» WHAT THE TASK REQUIRES
The answer must be an exact reproduction of all the entries.

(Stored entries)
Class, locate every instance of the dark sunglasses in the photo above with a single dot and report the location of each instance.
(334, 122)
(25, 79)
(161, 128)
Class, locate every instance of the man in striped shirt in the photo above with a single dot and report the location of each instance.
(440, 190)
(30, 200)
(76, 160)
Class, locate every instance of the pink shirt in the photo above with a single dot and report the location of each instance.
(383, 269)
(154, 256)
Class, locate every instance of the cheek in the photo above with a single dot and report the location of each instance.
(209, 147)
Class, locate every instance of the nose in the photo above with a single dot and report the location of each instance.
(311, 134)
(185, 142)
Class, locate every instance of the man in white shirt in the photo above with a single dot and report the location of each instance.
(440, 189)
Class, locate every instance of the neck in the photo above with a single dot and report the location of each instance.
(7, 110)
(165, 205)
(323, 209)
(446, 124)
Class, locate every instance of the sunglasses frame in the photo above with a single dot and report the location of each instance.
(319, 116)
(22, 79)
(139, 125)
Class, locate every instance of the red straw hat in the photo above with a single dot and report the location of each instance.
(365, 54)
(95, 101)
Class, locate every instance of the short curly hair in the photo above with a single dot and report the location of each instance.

» RESPONSE TO THIS EXERCISE
Class, locate every instance of the dark sunglasses in the photo above with a single dot and report the location of each instance.
(334, 122)
(25, 79)
(161, 128)
Class, locate every instance of the man in striped shirt in the photo above with a single dot and report the location of each instance.
(440, 190)
(30, 200)
(76, 160)
Class, locate every instance of the pink shirt in the photo above with a single dot and report the location of each instance.
(383, 269)
(154, 256)
Class, locate every instance of the cheek in the photo above with a single dot and report the location of each instance.
(209, 147)
Class, locate every instance of the nose in the photo above with a single dot and report the location of each instance.
(311, 134)
(185, 142)
Class, locate every instance of the man in white shirt in the photo above with a single dot and report the location of each instance.
(440, 189)
Class, locate every instance of the neck in the photo above with a single dot and report the location of each instance.
(7, 110)
(165, 205)
(323, 209)
(446, 124)
Class, locate every instance of the sunglasses frame in the photo above with a single dot and report the location of each instance.
(319, 116)
(22, 79)
(139, 125)
Class, locate every instance of the red straw hat in the photo above with a single dot and report the location of each instance.
(365, 54)
(95, 101)
Class, locate every instance of the short curly hair in the photo above with a single dot and report the location of each instance.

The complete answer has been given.